- _WORK REQUIRED_: Please print every one of the entries below word for word, with each line unchanged.

[Region labeling entries]

** Begin **

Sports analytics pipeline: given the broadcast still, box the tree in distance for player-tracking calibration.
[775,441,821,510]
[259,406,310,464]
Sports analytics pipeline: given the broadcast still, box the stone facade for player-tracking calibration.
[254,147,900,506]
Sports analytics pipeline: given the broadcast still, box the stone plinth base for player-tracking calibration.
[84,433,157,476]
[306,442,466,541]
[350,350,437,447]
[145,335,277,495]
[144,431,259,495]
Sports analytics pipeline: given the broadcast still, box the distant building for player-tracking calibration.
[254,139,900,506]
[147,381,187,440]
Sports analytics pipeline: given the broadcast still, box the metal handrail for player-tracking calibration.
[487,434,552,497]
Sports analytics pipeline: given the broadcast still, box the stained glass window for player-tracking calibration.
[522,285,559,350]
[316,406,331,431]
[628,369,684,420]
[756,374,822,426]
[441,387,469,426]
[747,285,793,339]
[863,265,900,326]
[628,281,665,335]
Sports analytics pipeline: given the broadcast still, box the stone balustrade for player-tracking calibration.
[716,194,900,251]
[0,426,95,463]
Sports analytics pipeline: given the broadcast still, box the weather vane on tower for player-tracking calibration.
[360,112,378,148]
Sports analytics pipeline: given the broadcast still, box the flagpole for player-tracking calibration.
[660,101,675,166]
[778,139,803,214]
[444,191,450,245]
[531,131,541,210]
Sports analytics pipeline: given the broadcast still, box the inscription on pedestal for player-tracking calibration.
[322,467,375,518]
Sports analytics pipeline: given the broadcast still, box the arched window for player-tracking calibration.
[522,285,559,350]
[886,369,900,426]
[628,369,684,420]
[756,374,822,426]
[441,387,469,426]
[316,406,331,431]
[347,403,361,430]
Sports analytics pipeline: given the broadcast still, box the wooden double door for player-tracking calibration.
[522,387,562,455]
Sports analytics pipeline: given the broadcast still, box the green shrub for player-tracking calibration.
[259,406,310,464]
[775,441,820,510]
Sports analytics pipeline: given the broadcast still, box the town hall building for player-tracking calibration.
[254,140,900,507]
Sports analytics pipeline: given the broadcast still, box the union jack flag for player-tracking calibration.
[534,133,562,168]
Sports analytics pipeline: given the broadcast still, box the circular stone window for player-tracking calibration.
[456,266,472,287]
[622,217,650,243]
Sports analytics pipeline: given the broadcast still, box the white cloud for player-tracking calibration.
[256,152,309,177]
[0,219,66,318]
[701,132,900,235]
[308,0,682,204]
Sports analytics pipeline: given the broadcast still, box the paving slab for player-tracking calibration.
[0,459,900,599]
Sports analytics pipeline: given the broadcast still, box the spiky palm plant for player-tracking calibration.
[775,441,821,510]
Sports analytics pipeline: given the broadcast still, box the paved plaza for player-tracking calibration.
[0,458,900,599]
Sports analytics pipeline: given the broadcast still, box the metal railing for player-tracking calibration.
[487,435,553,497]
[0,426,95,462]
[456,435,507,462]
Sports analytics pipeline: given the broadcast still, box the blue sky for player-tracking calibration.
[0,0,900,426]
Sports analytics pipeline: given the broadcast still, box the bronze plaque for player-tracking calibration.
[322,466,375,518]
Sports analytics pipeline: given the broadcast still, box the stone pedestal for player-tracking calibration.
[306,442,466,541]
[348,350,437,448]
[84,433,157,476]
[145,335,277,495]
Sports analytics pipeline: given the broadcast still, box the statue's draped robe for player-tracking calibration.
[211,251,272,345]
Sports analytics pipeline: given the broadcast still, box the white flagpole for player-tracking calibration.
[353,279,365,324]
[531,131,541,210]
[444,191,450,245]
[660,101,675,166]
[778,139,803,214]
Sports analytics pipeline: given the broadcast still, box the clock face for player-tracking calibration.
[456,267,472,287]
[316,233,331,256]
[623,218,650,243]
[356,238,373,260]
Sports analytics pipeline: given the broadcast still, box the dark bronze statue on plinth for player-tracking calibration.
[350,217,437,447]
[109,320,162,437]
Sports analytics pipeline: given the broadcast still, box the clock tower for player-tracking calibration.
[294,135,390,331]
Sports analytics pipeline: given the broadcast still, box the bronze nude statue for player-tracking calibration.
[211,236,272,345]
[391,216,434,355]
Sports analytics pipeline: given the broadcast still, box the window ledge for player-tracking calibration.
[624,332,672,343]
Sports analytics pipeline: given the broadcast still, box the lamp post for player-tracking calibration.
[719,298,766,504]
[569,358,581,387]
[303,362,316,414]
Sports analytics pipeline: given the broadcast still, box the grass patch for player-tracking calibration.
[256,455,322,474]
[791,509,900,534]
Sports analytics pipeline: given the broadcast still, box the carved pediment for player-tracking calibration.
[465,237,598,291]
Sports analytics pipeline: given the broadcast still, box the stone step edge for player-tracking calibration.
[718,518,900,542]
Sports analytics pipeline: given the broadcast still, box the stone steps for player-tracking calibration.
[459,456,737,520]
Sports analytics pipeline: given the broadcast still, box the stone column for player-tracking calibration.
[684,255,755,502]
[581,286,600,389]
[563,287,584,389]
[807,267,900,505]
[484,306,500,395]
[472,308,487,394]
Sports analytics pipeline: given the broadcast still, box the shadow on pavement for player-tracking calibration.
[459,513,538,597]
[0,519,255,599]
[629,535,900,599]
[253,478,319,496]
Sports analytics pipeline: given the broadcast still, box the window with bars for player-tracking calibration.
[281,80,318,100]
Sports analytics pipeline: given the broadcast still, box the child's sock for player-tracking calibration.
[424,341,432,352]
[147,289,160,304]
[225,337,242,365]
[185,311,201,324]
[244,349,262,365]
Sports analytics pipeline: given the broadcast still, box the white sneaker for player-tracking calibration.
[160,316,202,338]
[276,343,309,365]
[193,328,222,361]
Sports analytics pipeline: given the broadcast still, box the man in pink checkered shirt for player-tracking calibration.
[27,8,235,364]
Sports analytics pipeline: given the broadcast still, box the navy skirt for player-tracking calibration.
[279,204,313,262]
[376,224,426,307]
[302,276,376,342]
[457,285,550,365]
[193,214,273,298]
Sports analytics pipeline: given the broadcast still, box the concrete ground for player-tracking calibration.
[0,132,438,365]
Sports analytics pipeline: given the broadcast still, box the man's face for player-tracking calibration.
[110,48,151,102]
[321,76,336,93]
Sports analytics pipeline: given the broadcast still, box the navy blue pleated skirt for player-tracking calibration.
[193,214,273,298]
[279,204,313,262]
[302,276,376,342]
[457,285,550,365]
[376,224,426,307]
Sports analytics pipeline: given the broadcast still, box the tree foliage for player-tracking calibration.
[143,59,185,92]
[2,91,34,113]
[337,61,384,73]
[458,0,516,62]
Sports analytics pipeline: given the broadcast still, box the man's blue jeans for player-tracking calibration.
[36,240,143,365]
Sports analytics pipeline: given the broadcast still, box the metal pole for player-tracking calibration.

** End **

- _EXERCISE ANSWER_:
Sports analytics pipeline: given the broadcast still, box the tree in distance for player-tracking calibration.
[775,441,821,510]
[259,406,310,464]
Sports analytics pipeline: given the broadcast still, box the stone facade for player-tracking calibration.
[254,147,900,506]
Sports analytics pipeline: given the broadcast still, box the stone plinth base for player-tracking calibration.
[84,433,157,476]
[306,442,466,541]
[350,350,437,447]
[145,335,277,495]
[144,431,259,495]
Sports analytics pipeline: given the broadcast still, box the distant building for player-tracking calibration.
[254,139,900,506]
[147,381,187,440]
Sports analytics pipeline: given the broadcast still, box the metal handrail for player-tracking calibration.
[487,434,552,497]
Sports analytics pipeline: given the broadcast still, box the stained glass window for player-tracking calibration.
[522,285,559,350]
[316,406,331,431]
[628,369,684,420]
[756,374,822,426]
[441,387,469,426]
[747,285,793,339]
[863,265,900,326]
[628,281,665,335]
Sports analytics pipeline: given the broadcast still, box the stone balustrade for player-tracking calibration.
[716,194,900,251]
[0,426,95,463]
Sports analytics pipeline: given the broadcast still, box the weather vane on tower for player-tracking calibration.
[360,112,378,148]
Sports analytics pipeline: given the broadcast still, box the flagpole for player-tracking calibration.
[660,101,675,166]
[778,139,803,214]
[444,191,450,245]
[531,131,541,210]
Sports analytics pipeline: given the broadcast still, box the inscription on pedestal for player-tracking calibration.
[322,467,375,518]
Sports analytics pipeline: given the broadcast still, box the arched window for player-tracking calibration.
[522,285,559,350]
[886,369,900,426]
[628,369,684,420]
[756,374,822,426]
[441,387,469,426]
[316,406,331,431]
[347,403,361,430]
Sports analytics pipeline: given the broadcast still, box the wooden double door for player-tracking calibration.
[522,387,562,455]
Sports analytics pipeline: given the broadcast still, box the green shrub for player-tracking calibration.
[259,406,310,464]
[775,441,820,510]
Sports analytics pipeline: given the broadcast still, box the town hall building for player-tracking calibration.
[254,140,900,507]
Sports analytics pipeline: given the broadcast still, box the union jack flag for player-tracking calibration.
[534,133,562,168]
Sports analytics pipeline: given the broadcast still, box the circular stone window for player-tracking calibration.
[456,266,472,287]
[622,217,650,243]
Sports analytics pipeline: given the broadcast still, box the white cloud for player-tracking calibration.
[256,152,309,177]
[0,219,66,318]
[701,132,900,235]
[308,0,682,204]
Sports analytics pipeline: given the broadcast still, box the paving slab for player-tracking calibration.
[0,459,900,599]
Sports analytics pipeline: given the broadcast still, box the spiky palm plant for player-tracking calibration.
[775,441,821,510]
Sports analytics pipeline: given the broadcast still, box the paved plaza for player-tracking calibration.
[0,458,900,599]
Sports analytics pipeline: given the broadcast still, box the metal railing for player-tracking calibration.
[487,435,553,497]
[0,426,95,462]
[456,435,507,462]
Sports analytics pipeline: given the broadcast still, box the blue sky for player-tracking calibration.
[0,0,900,426]
Sports analytics pipeline: given the broadcast still, box the bronze plaque for player-tracking calibration.
[322,466,375,518]
Sports analytics pipeline: given the broadcast still, box the stone pedestal for player-tracking calibration.
[306,442,466,541]
[348,350,437,448]
[84,433,157,476]
[145,335,277,495]
Sports analytics pipeline: given the broadcast still, box the statue's draped robe for player-tracking calibration.
[211,251,272,345]
Sports analytics pipeline: given the broadcast still, box the white flagpole for player-tracking calibration.
[353,279,365,324]
[531,131,541,210]
[444,191,450,245]
[660,101,675,166]
[778,139,803,214]
Sports analytics pipeline: given the broadcast still, box the clock face for player-tracking calibration.
[456,267,472,287]
[316,233,331,256]
[623,218,650,243]
[356,238,373,260]
Sports analytics pipeline: given the broadcast still, box the dark bronze statue on plinth for player-tracking calibration.
[350,217,437,447]
[109,320,162,437]
Sports analytics pipeline: given the broadcast still, box the clock tower for player-tracking calibration.
[294,135,390,331]
Sports analytics pipeline: given the broadcast still, box the bronze nude statue for player-tracking calibration.
[211,236,272,345]
[391,216,434,355]
Sports analytics pipeline: given the broadcast still, box the window ledge for player-tracking calibration.
[624,332,672,343]
Sports analytics pipeline: given the broadcast still, box the lamp post for player-tracking calibration.
[719,298,766,504]
[569,358,581,387]
[303,362,316,414]
Sports analytics pipeline: given the broadcast still, box the grass patch for player-tracking calibration.
[256,455,322,474]
[791,509,900,534]
Sports analytics pipeline: given the broadcast still, box the carved pediment for player-tracking calibration.
[465,237,598,291]
Sports analytics pipeline: given the broadcast still, box the stone step edge for player-tracking calibration.
[718,518,900,542]
Sports analytics pipeline: given the broadcast still, box the stone steps for player-tracking calibration.
[459,456,737,520]
Sports analytics pipeline: given the broadcast still, box the stone column for player-tracking calibration.
[684,255,755,502]
[581,286,600,389]
[563,287,584,389]
[807,267,900,505]
[484,306,500,395]
[472,308,487,394]
Sports analytics pipeline: given the broadcast still, box the shadow on pavement for player-tracking calibration.
[459,513,538,597]
[0,519,255,599]
[629,535,900,599]
[253,478,319,496]
Sports analytics pipeline: given the broadcast still, box the window with bars for player-tracking calibration.
[281,80,318,100]
Sports analytics pipeline: given the broadcast still, box the child's sock for player-tracking calibration.
[424,341,432,352]
[147,289,160,304]
[225,337,242,365]
[185,311,201,324]
[244,349,262,365]
Sports analytics pipeline: given the broadcast still, box the white sneaker for player-tracking calibration.
[160,316,202,338]
[276,343,309,365]
[193,328,222,361]
Sports analytics pipeline: given the broadcast still, box the man in pink checkered shirt for player-tracking calibration.
[27,8,235,364]
Sports analytics pipeline: given the broadcast still, box the navy skirt for player-tracking calibration.
[279,204,313,262]
[376,224,426,307]
[302,276,376,342]
[457,285,550,365]
[193,214,273,298]
Sports analytics pipeline: given the broadcast still, box the concrete ground for player-tracking calibration.
[0,132,438,365]
Sports analytics pipeline: given the broadcast still, box the man's face for player-tracking calibration.
[110,48,151,102]
[321,76,336,93]
Sports analytics pipeline: given the broadcast still, box the navy blue pleated skirt for player-tracking calibration.
[193,214,273,298]
[279,204,313,262]
[302,276,376,342]
[457,285,550,365]
[376,224,426,307]
Sports analytics pipeline: given the broadcast still, box the tree foliage for player-tracking calibration.
[143,59,185,92]
[2,91,34,113]
[337,61,384,73]
[458,0,516,62]
Sports analytics pipeline: given the broadcast still, box the man's blue jeans for player-tracking calibration.
[36,240,143,365]
Sports analytics pipeline: given the broadcast still, box the metal pole for player-tracking calibration.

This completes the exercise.